# Job
Repeat, exactly and alone, every line from the line that contains "In the picture above, where can the wine glass stem" to the end of the entries.

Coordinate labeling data
• • •

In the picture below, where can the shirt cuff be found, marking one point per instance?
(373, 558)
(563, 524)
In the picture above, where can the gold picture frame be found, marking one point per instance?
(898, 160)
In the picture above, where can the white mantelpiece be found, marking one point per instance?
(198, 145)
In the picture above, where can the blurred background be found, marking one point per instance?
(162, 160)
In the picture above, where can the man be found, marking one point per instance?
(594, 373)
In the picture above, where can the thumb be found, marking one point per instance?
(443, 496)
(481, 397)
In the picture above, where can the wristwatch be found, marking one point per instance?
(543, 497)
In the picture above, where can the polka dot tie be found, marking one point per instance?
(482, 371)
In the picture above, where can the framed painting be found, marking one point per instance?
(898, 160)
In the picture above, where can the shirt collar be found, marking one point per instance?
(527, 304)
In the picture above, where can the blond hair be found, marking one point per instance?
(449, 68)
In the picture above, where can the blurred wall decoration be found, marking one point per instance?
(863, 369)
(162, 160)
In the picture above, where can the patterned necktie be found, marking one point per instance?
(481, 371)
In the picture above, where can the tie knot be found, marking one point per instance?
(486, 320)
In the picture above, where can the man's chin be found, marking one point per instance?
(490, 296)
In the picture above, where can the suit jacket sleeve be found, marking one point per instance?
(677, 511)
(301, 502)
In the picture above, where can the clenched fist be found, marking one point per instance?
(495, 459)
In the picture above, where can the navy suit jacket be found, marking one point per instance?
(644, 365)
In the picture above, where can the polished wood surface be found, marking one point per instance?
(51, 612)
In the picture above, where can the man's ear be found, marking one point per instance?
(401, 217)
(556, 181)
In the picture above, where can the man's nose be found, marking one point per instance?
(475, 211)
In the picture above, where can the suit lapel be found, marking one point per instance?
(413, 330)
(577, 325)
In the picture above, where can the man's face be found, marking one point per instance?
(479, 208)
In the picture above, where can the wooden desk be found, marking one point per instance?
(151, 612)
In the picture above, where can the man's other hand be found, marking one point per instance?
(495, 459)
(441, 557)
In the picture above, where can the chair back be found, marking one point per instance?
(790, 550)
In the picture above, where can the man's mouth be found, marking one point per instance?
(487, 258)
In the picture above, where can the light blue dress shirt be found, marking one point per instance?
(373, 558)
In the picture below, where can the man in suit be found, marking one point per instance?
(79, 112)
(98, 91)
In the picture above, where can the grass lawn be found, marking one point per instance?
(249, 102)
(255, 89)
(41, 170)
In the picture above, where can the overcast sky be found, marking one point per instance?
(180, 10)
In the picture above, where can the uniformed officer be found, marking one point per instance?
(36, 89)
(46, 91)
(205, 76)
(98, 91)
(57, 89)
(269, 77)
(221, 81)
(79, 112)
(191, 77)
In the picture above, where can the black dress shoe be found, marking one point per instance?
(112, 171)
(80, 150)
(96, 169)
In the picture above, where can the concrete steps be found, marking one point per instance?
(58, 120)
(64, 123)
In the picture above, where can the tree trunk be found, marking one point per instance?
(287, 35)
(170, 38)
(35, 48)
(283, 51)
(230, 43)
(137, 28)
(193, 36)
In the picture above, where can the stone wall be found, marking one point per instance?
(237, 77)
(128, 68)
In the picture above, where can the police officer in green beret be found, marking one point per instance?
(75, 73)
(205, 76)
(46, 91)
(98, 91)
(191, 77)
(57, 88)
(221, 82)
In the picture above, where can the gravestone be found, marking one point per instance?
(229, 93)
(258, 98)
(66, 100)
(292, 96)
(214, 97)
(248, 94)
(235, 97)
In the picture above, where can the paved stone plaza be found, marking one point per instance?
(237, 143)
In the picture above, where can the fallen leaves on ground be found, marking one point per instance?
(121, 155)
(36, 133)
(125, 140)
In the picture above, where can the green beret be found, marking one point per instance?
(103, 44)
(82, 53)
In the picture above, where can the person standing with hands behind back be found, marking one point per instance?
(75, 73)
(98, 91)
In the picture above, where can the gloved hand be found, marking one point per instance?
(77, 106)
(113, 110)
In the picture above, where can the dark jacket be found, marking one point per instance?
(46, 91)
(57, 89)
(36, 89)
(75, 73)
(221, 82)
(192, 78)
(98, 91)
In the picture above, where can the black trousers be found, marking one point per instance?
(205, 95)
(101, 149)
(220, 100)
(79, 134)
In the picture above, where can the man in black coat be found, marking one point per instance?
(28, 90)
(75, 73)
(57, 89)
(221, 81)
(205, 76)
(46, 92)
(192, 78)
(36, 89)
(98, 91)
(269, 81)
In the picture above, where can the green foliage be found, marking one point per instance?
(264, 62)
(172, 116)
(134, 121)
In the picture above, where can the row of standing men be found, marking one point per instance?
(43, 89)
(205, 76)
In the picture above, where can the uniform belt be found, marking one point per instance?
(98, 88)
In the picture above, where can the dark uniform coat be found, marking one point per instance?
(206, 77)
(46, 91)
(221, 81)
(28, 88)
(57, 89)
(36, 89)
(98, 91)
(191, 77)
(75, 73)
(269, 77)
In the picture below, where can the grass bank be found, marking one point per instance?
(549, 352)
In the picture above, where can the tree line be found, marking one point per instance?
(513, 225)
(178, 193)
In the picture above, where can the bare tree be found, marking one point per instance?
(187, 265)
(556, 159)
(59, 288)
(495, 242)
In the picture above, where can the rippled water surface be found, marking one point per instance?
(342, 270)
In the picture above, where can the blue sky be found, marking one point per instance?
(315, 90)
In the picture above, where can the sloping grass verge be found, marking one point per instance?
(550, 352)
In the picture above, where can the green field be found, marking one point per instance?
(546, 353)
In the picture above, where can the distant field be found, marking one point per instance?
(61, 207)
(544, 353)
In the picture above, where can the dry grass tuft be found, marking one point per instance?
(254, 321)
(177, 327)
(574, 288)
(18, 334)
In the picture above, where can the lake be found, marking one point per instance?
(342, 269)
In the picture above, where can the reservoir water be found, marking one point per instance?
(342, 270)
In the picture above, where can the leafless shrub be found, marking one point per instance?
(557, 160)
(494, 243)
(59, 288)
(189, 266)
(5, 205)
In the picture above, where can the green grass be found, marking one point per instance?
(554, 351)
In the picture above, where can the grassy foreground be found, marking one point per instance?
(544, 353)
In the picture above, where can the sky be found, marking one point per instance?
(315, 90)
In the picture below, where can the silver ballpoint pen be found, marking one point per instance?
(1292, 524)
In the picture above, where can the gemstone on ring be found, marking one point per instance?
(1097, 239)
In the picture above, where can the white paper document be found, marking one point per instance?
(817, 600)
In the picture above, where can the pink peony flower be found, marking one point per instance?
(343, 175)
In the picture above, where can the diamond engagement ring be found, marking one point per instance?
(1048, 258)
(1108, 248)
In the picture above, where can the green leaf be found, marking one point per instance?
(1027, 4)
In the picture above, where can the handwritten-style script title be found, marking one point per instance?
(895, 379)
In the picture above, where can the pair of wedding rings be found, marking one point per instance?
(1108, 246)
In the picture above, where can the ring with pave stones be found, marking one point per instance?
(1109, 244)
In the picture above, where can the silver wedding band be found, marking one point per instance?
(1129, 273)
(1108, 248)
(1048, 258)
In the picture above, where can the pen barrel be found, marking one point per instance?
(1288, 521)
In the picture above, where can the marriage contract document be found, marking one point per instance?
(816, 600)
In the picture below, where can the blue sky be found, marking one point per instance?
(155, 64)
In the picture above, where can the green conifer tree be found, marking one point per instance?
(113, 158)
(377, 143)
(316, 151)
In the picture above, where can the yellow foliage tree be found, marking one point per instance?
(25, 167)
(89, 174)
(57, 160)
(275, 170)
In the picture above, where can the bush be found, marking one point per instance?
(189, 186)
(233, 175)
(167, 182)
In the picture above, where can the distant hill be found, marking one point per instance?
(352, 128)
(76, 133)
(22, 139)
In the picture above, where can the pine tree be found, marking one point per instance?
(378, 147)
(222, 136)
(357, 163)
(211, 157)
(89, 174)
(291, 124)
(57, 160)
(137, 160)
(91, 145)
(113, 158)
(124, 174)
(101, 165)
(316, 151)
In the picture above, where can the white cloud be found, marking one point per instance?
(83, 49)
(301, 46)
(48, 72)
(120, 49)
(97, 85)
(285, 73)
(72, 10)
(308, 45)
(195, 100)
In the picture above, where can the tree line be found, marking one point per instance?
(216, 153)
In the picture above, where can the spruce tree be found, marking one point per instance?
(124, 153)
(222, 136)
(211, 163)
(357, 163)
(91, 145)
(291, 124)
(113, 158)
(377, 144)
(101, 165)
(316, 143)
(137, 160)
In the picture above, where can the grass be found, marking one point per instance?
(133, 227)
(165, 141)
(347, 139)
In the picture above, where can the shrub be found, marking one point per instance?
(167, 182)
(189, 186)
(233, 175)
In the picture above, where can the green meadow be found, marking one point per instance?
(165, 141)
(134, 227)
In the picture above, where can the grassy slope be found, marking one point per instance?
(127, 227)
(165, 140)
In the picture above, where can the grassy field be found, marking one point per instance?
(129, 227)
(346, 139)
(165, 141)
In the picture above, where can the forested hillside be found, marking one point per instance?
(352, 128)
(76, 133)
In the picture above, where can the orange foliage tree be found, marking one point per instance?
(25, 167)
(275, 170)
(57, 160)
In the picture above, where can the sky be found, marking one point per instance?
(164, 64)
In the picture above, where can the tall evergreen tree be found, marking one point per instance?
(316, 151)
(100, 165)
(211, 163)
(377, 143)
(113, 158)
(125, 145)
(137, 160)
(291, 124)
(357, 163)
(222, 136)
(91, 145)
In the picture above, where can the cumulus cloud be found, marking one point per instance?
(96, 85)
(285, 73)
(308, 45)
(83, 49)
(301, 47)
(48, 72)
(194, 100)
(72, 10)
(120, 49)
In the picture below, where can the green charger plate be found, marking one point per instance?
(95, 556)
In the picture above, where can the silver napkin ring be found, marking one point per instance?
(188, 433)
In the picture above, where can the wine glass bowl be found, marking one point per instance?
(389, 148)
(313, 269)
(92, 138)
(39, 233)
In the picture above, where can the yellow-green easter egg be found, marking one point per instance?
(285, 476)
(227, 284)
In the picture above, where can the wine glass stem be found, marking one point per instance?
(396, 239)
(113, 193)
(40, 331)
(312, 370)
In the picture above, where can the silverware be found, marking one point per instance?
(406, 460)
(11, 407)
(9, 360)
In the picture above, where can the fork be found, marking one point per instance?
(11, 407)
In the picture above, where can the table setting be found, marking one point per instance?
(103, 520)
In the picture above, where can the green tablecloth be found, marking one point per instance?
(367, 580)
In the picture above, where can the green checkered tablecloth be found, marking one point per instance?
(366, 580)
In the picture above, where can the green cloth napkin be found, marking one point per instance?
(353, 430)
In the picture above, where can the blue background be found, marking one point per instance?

• • •

# Final result
In the picture above, where can the wine glass stem be found, marking one point per instance?
(396, 239)
(113, 193)
(40, 331)
(312, 370)
In the picture above, where can the silverware be found, marking one point per instance?
(406, 460)
(11, 407)
(9, 360)
In the picture above, where can the fork be found, marking one point per instance?
(11, 407)
In the picture above, where can the table setting be found, marking one point per instance?
(103, 520)
In the picture above, where can the green tablecloth be found, marking one point per instance?
(367, 580)
In the picture above, where can the green checkered tablecloth be found, marking one point per instance?
(366, 580)
In the picture above, where can the green cloth napkin be found, marking one point per instance?
(353, 430)
In the picture above, where can the blue background be found, marking one point per instance?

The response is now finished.